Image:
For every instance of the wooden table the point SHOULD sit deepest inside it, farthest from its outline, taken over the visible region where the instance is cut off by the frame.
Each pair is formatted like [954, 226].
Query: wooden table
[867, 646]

= = =

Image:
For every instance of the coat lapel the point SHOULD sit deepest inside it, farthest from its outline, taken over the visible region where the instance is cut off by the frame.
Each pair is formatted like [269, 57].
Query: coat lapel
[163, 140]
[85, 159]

= = =

## [GIVEN INSTRUCTION]
Please pull out every line of the entries above that contains the word "farthest", matching case exactly.

## [EXERCISE RESULT]
For every instance of the wooden table the point SHOULD sit deepest inside it, farthest from its outline, taken over the visible region where the instance is cut off by the frame.
For every instance of the coat lapel the point SHOULD sit deepest inside it, farthest from its outline, taken over the visible region where the instance is cut off by the frame.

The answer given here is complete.